Once you find the line that contains "Bound flower arrangement.", transcribe it and each line after it through the end of the listing, exactly as written.

(AVAILABLE RECORDS Opens)

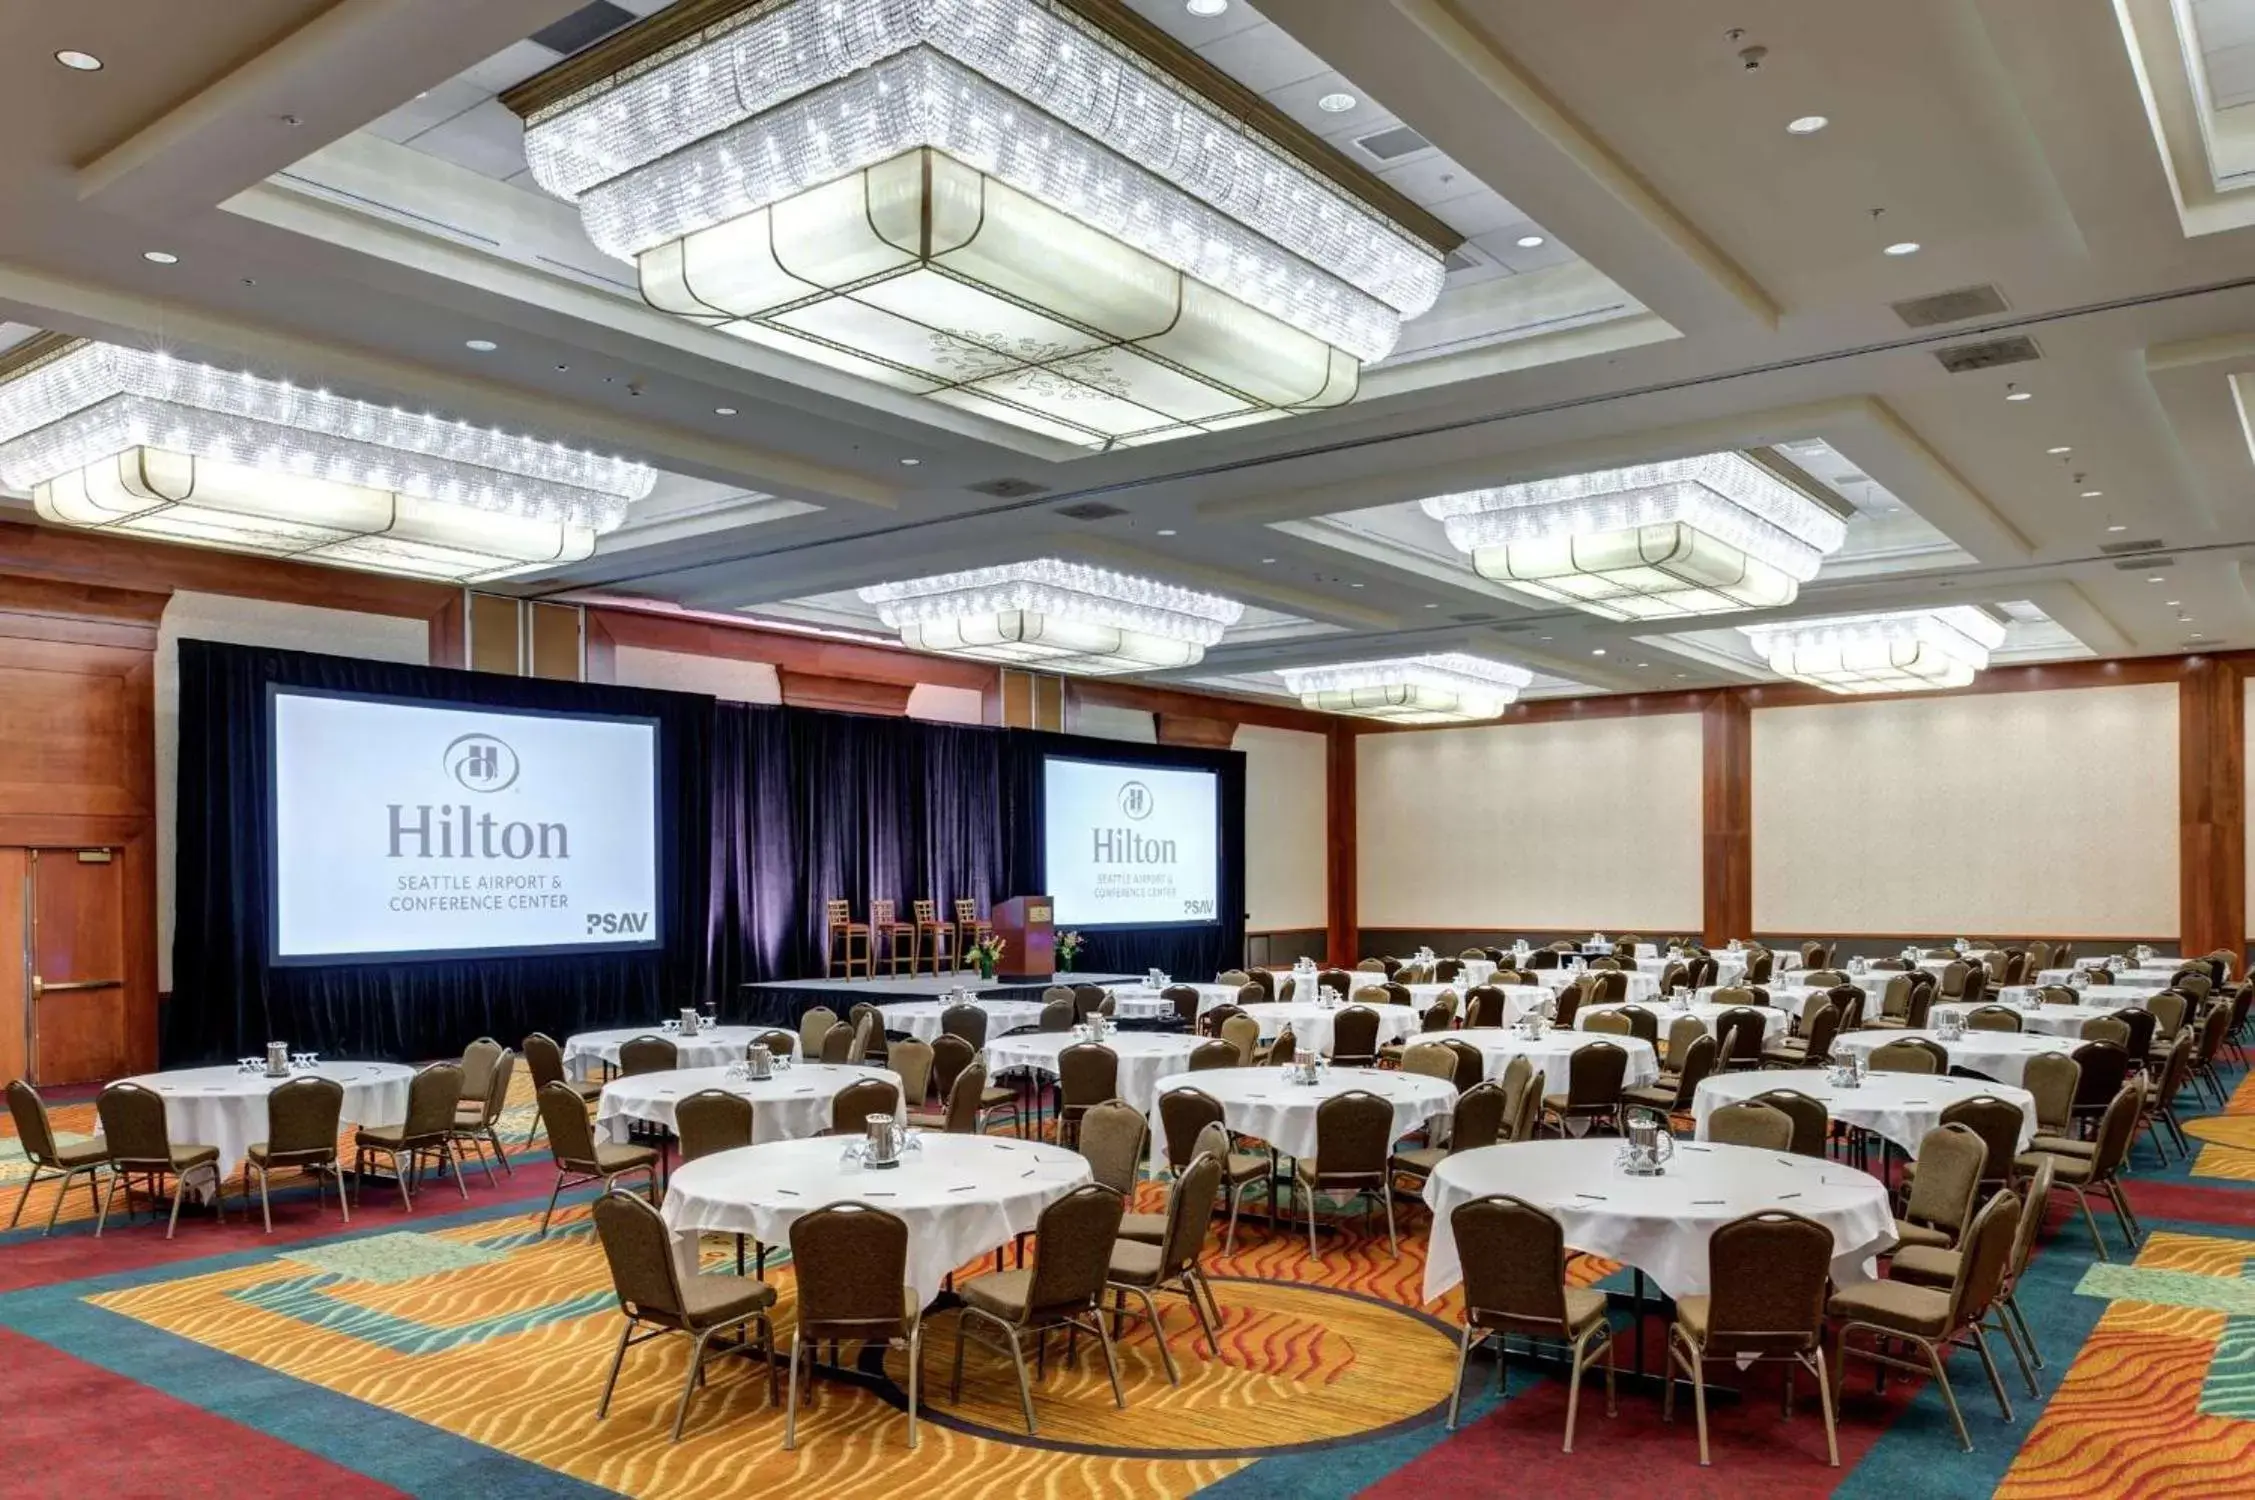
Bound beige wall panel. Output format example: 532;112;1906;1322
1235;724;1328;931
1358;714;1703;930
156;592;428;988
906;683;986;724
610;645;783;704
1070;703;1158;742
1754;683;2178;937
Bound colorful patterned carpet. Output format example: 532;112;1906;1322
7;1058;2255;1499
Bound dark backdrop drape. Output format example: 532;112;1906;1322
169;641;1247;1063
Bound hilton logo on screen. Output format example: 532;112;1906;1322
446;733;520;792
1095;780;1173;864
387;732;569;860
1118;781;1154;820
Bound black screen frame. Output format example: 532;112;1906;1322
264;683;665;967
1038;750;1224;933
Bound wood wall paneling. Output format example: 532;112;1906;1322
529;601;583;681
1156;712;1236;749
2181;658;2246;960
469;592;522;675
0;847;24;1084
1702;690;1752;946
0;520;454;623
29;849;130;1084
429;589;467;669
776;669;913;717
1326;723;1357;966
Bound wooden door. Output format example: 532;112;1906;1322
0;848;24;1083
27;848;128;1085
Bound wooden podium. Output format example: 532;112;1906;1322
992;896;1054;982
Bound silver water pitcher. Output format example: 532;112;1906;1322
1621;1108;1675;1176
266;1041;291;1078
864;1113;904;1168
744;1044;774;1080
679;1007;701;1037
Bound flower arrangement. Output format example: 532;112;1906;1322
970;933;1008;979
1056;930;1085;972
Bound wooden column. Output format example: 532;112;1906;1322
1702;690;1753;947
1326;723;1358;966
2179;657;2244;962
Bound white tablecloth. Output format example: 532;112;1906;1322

(AVAILABLE RECORDS Closes)

◆ **EXERCISE OUTPUT**
Bound flower arrangement. Output format example: 532;112;1906;1322
970;933;1008;979
1056;930;1085;972
Bound wooden column. Output format example: 532;112;1906;1322
1702;690;1753;947
1326;723;1358;966
2179;657;2244;962
Bound white tablecloth. Output format example: 532;112;1906;1322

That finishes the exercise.